» **Required task**
Give only the lines from the one containing "point: girl's nose" through the end of the material below, exactly as written.

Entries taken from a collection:
__________
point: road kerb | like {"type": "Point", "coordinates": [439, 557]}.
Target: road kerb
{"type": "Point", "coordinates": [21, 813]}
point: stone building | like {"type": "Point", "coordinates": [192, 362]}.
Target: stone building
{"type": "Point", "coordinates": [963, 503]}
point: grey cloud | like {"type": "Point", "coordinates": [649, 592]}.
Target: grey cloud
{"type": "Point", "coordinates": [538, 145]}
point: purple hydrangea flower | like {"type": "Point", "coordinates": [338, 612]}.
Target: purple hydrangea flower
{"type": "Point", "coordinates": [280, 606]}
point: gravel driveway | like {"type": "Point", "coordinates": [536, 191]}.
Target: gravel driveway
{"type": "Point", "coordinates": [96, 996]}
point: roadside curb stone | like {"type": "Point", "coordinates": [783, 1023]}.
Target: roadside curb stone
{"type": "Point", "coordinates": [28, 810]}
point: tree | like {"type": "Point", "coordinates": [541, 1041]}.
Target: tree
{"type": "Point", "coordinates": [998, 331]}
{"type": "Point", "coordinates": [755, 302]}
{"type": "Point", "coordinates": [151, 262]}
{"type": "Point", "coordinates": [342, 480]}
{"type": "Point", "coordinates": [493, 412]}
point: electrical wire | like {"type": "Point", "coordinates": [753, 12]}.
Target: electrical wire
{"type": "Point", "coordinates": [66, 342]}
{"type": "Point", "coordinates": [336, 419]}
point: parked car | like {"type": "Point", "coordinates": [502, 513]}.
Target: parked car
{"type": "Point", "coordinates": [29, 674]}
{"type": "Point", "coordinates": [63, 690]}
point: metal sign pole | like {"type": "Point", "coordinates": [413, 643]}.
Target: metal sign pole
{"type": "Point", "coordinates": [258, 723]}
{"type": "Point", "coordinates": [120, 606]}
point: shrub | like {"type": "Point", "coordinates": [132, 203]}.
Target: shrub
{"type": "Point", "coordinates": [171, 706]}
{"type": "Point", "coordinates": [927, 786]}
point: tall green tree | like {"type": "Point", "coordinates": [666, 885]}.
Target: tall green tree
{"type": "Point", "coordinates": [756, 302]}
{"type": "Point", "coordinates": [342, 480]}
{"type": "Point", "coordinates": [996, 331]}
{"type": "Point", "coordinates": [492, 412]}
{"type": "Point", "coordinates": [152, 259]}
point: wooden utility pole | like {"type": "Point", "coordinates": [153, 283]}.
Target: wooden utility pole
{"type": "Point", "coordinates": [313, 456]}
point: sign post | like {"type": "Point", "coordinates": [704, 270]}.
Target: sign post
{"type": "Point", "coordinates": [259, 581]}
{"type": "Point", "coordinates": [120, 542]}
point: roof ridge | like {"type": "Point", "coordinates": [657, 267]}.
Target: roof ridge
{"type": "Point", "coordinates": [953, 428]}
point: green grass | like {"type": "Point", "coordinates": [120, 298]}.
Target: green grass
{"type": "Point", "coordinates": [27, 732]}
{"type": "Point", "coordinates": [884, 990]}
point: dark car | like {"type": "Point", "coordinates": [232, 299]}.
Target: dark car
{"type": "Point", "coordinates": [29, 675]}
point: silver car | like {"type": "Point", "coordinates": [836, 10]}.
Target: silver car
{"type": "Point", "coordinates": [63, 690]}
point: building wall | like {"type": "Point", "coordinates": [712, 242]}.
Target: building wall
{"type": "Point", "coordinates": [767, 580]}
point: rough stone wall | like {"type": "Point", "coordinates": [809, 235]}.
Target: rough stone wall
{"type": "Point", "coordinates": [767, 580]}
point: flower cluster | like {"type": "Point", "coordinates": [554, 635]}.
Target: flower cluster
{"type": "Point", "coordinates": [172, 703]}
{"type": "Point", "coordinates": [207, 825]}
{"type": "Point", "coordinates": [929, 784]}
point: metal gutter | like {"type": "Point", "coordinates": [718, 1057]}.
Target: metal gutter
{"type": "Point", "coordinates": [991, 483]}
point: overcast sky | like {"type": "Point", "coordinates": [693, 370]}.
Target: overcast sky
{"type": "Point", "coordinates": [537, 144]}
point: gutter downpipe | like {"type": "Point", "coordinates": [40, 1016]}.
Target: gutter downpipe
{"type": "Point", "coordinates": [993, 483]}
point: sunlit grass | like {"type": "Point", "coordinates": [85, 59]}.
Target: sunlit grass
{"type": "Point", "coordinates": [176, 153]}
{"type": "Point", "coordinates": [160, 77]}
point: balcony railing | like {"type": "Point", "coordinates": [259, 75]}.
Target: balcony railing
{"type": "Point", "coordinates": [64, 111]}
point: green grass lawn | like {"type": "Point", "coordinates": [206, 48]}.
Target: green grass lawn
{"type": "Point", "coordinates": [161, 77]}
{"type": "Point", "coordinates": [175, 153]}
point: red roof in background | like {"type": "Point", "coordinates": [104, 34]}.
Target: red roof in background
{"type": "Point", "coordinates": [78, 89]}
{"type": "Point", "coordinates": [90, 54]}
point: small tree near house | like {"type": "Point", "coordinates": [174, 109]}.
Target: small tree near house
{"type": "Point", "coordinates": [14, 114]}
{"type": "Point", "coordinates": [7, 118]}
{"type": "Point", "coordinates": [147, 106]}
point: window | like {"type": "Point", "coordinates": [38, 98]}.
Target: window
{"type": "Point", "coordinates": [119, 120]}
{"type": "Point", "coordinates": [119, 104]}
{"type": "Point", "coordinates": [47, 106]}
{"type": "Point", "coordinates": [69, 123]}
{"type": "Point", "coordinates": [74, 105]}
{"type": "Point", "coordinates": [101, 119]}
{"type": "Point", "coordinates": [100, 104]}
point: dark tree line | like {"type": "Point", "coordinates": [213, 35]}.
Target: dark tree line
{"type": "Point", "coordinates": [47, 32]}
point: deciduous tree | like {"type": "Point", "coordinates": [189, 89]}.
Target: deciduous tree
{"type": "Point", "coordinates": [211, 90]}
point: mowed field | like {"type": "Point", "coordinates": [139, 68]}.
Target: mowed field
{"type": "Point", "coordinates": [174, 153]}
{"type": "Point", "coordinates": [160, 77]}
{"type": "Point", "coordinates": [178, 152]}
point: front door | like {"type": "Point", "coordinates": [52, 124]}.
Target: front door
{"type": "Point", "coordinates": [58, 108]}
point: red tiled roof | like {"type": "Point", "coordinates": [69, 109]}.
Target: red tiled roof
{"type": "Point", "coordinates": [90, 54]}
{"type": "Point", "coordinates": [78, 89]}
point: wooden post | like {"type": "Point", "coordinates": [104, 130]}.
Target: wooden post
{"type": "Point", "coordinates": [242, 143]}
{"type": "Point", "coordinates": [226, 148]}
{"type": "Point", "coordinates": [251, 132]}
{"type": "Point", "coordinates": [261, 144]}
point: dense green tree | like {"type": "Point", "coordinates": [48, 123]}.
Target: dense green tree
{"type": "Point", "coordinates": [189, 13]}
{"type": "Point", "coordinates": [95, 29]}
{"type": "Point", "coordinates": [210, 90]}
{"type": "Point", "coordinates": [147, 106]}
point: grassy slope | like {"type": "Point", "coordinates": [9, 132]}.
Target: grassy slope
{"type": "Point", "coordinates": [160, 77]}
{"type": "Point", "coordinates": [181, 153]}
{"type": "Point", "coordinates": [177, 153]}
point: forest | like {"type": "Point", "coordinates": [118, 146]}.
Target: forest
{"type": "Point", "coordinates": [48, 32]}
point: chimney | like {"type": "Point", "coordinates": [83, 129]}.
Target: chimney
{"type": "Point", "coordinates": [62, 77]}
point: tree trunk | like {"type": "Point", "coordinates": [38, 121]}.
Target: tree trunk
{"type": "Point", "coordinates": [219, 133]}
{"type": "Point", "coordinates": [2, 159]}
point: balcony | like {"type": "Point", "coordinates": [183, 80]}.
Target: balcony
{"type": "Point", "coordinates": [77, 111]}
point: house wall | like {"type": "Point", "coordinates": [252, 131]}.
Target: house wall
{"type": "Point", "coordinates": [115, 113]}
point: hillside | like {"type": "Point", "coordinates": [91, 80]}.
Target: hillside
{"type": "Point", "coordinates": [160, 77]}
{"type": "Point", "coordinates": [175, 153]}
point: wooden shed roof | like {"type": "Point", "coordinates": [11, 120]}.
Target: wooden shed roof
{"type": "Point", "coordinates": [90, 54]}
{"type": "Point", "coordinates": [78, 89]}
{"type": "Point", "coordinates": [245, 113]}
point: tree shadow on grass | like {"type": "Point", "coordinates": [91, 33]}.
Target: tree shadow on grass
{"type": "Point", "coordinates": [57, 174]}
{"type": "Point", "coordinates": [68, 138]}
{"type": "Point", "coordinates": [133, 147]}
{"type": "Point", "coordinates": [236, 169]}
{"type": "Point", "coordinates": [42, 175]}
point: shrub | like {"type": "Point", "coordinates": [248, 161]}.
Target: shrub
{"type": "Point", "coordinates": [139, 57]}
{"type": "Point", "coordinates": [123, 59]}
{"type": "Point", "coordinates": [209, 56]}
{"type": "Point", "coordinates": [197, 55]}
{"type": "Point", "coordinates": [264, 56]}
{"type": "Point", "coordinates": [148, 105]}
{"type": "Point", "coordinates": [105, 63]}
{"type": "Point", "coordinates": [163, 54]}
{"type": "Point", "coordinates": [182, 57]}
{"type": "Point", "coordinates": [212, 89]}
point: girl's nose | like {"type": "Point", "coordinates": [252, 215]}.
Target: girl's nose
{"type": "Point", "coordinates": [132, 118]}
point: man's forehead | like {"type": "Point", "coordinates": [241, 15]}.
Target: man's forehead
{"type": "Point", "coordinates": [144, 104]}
__________
» **Answer in full**
point: girl's nose | like {"type": "Point", "coordinates": [252, 215]}.
Target: girl's nose
{"type": "Point", "coordinates": [132, 118]}
point: man's forehead | like {"type": "Point", "coordinates": [241, 15]}.
Target: man's forehead
{"type": "Point", "coordinates": [144, 104]}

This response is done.